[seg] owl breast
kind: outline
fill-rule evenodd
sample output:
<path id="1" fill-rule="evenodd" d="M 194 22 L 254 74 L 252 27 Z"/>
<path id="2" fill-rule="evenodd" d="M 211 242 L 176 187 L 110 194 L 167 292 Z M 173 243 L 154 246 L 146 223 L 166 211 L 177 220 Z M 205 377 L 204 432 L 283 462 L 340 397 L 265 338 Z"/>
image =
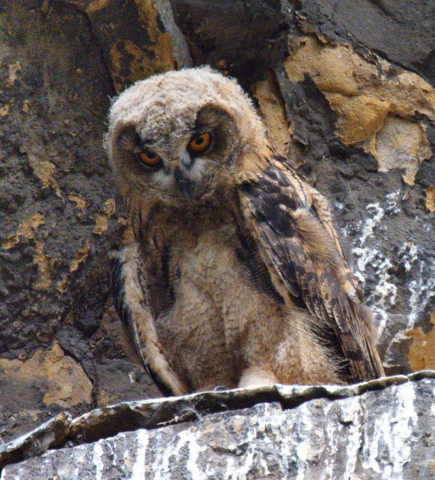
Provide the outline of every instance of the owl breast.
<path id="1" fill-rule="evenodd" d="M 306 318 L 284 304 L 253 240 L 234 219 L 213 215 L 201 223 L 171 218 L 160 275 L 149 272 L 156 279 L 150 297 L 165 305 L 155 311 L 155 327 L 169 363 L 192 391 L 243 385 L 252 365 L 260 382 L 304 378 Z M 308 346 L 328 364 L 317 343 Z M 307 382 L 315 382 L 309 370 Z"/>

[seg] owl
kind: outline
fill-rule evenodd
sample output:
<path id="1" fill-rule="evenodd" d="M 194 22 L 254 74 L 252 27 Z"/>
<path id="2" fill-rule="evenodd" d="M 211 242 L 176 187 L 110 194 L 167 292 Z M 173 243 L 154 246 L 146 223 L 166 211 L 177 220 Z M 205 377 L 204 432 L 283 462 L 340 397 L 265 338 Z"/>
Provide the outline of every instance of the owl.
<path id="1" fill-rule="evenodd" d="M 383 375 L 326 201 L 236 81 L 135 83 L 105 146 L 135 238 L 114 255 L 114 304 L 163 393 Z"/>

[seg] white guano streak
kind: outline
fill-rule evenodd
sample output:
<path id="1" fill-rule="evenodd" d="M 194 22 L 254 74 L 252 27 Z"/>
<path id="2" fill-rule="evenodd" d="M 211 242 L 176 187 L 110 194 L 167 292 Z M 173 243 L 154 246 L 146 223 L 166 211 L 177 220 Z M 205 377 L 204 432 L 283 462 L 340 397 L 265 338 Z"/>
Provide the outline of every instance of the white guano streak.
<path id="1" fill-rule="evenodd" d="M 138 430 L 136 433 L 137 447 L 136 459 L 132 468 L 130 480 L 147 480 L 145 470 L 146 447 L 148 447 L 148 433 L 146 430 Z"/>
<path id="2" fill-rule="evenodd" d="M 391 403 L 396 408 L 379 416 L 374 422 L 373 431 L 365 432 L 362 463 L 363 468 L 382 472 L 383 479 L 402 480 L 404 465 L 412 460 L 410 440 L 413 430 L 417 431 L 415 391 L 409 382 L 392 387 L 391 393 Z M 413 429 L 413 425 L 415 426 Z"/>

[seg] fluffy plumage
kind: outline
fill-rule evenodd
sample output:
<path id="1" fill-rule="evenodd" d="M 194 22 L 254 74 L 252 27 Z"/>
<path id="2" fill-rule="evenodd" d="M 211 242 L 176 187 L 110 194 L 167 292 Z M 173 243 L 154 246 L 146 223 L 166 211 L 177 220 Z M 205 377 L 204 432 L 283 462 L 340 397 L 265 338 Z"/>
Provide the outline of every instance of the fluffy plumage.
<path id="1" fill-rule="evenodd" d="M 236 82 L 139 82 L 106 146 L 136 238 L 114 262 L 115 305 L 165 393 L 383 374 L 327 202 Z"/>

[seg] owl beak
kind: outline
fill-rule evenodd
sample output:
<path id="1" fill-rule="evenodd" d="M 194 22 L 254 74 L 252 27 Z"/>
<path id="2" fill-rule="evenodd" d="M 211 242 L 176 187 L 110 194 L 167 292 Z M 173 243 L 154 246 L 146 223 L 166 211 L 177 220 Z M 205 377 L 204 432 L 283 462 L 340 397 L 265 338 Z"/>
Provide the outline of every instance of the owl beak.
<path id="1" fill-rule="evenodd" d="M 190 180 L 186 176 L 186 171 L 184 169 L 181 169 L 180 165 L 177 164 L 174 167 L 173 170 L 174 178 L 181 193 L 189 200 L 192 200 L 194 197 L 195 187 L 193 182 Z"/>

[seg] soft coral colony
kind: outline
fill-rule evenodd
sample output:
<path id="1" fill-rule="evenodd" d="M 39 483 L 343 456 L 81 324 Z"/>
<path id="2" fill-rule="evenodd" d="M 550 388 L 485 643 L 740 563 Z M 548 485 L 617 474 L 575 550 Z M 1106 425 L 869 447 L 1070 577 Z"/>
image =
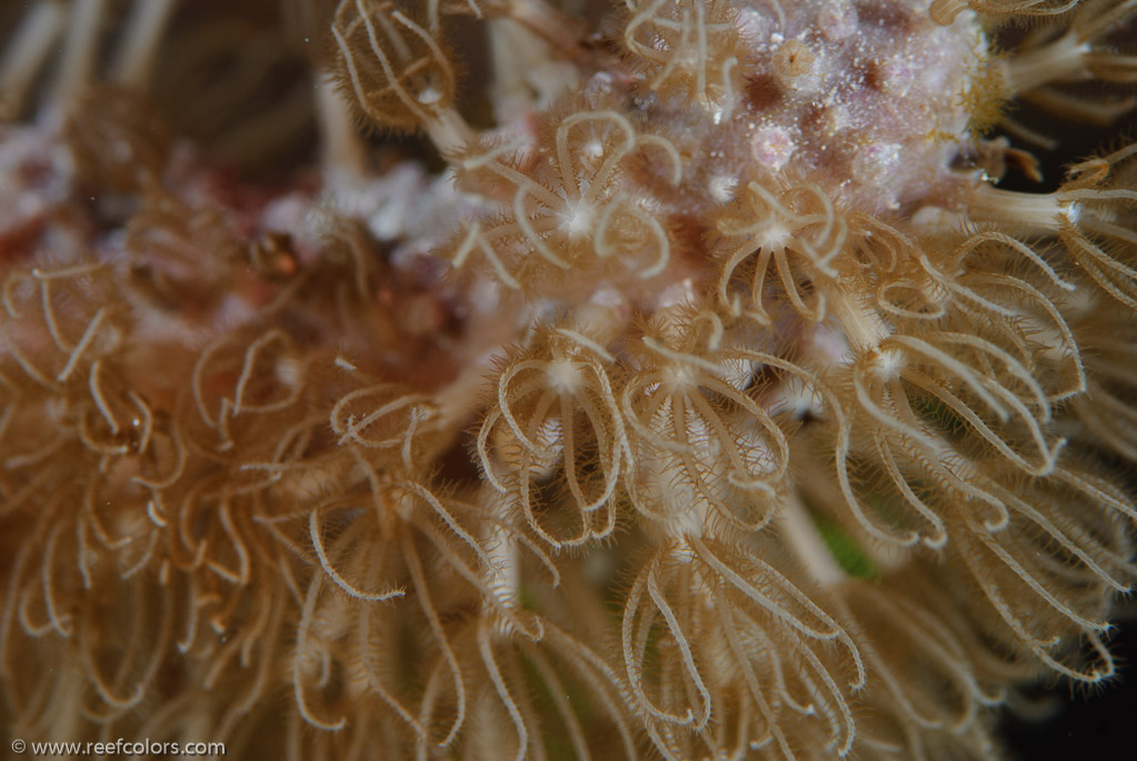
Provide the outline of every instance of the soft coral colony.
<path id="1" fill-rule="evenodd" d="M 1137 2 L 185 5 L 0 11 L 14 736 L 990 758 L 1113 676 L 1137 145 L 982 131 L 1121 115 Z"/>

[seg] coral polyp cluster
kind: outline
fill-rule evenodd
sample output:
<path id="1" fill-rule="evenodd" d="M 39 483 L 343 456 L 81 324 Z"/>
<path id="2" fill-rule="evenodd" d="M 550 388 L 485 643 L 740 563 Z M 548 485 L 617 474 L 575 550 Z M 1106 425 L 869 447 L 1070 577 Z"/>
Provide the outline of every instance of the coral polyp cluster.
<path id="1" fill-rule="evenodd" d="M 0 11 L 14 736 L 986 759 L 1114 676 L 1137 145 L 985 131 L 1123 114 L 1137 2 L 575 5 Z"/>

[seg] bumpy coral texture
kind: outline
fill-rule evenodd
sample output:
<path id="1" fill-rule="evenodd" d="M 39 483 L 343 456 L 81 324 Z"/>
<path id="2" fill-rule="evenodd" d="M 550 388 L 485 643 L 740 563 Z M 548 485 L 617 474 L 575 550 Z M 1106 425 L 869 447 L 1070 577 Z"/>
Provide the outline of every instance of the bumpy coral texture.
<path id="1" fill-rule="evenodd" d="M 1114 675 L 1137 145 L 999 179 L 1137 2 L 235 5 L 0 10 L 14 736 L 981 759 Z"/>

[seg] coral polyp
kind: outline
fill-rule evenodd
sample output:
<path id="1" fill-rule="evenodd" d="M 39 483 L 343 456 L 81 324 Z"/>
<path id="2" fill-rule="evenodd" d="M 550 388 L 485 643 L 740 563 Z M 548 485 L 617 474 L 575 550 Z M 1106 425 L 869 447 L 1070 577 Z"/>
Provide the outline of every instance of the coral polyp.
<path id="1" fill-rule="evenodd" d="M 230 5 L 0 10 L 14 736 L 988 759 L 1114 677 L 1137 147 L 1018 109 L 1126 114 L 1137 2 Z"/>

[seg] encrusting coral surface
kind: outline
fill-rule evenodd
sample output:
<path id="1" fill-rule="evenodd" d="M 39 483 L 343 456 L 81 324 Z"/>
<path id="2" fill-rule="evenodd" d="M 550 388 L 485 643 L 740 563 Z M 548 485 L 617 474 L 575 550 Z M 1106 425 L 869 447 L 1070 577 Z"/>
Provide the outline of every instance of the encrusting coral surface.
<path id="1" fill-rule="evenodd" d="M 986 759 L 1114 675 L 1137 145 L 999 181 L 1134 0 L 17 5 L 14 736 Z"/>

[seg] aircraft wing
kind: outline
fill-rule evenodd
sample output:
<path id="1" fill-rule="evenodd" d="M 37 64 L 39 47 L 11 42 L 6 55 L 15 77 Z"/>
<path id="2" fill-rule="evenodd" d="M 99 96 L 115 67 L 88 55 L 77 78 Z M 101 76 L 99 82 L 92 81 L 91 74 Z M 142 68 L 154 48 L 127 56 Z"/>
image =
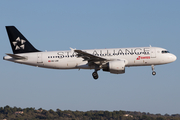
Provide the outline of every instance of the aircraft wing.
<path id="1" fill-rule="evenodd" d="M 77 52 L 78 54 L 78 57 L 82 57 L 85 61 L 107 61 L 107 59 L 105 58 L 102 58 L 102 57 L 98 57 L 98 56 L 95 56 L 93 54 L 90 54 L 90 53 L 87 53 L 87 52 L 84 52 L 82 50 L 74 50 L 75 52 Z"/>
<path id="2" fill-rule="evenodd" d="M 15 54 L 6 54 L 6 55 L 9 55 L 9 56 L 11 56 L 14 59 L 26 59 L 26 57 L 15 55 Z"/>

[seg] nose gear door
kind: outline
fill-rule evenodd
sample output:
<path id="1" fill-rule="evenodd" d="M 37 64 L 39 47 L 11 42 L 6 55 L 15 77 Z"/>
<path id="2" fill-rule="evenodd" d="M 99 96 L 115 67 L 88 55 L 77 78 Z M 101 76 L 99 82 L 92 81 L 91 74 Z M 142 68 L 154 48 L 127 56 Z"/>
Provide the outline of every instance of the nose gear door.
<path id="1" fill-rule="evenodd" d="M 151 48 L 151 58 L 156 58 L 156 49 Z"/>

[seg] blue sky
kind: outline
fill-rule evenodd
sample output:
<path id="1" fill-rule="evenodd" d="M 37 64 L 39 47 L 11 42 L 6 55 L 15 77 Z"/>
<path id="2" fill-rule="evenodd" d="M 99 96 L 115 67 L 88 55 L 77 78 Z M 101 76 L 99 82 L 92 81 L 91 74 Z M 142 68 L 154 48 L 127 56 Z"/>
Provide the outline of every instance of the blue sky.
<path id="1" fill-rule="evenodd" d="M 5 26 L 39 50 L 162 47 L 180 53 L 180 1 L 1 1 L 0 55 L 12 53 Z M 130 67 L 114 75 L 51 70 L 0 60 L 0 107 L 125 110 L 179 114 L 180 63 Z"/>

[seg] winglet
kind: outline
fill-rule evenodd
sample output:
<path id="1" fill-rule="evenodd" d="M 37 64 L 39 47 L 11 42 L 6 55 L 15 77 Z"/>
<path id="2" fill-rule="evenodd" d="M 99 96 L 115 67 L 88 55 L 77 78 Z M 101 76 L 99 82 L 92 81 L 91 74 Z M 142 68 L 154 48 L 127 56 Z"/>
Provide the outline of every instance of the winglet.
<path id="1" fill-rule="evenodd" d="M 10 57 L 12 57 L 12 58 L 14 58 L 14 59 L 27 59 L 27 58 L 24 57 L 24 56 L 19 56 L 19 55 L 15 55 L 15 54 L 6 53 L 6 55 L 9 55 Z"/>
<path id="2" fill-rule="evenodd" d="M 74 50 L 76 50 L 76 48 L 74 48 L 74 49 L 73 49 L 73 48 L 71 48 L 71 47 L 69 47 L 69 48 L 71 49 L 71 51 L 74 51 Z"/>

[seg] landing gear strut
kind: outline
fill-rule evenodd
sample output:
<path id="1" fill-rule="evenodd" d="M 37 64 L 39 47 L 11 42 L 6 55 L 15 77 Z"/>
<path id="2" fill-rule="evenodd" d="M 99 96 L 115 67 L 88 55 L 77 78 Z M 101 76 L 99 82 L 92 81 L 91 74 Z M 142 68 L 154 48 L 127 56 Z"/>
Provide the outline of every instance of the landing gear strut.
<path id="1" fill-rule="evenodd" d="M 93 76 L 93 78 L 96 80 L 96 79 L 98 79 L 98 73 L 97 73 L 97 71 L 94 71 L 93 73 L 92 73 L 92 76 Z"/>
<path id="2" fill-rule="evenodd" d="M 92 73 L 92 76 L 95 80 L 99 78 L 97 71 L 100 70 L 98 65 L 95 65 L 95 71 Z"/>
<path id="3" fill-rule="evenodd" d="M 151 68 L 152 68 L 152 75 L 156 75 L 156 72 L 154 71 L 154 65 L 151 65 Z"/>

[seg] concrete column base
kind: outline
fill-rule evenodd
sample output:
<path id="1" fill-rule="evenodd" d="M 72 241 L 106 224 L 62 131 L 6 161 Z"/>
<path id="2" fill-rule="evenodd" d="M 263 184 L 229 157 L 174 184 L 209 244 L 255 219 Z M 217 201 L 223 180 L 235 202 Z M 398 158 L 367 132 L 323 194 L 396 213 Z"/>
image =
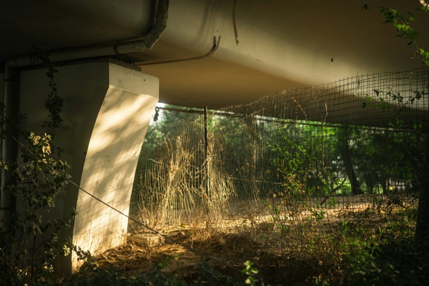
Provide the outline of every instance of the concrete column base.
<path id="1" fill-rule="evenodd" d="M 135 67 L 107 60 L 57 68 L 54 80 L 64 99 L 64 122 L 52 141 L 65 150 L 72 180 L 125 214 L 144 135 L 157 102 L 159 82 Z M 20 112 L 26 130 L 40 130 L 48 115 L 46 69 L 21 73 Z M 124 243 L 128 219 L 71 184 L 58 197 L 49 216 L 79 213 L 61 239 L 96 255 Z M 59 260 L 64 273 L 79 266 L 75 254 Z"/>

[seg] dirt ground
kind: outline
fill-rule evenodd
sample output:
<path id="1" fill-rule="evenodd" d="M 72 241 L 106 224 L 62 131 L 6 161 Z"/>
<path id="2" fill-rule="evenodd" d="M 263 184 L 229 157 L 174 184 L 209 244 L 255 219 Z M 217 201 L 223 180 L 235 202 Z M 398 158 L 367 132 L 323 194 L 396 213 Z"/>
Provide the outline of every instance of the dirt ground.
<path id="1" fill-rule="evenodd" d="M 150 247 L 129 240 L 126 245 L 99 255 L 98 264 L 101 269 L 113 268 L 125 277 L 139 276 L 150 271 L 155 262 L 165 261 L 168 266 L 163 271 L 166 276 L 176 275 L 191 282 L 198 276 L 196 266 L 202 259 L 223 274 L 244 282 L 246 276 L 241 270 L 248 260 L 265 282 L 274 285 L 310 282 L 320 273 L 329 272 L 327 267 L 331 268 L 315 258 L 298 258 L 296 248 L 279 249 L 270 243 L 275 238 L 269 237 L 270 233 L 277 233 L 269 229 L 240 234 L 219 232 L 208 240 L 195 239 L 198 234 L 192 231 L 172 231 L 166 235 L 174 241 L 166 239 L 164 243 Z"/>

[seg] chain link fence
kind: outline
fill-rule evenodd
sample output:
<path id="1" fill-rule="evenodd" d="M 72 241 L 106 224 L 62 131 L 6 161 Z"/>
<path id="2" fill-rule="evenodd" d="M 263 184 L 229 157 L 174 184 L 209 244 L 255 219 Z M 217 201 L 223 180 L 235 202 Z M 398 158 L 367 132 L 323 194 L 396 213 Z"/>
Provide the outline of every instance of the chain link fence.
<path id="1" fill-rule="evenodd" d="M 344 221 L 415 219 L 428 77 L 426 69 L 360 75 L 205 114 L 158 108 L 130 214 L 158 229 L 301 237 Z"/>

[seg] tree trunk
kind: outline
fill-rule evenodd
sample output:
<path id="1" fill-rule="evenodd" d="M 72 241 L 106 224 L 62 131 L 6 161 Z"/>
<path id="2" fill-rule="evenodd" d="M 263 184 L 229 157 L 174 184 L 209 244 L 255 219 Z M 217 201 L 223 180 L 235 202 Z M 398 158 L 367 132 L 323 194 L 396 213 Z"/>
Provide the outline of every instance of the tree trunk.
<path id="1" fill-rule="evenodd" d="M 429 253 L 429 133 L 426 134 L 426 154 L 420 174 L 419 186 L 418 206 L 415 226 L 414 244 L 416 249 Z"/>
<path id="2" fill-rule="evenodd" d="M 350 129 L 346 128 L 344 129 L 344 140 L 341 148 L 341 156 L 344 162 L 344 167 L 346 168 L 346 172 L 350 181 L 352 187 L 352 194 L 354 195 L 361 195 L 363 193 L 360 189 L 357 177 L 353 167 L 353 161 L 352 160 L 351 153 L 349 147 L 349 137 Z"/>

※ ※ ※

Objective = Can you reproduce the lines starting at the one that contains "[seg] aircraft wing" and stopping after the one that contains "85 61 L 107", with any picture left out?

Output of the task =
[seg] aircraft wing
kind: outline
fill-rule evenodd
sample output:
<path id="1" fill-rule="evenodd" d="M 37 64 L 39 47 L 11 42 L 6 55 L 15 77 Z"/>
<path id="2" fill-rule="evenodd" d="M 99 96 L 115 67 L 88 55 L 77 78 Z M 101 76 L 99 82 L 92 81 L 91 74 Z M 142 68 L 154 48 L 127 56 Z"/>
image =
Provide the outline of every instance of the aircraft wing.
<path id="1" fill-rule="evenodd" d="M 77 52 L 78 54 L 78 57 L 82 57 L 85 61 L 107 61 L 107 59 L 105 58 L 102 58 L 102 57 L 98 57 L 98 56 L 95 56 L 93 54 L 90 54 L 90 53 L 87 53 L 87 52 L 84 52 L 82 50 L 74 50 L 75 52 Z"/>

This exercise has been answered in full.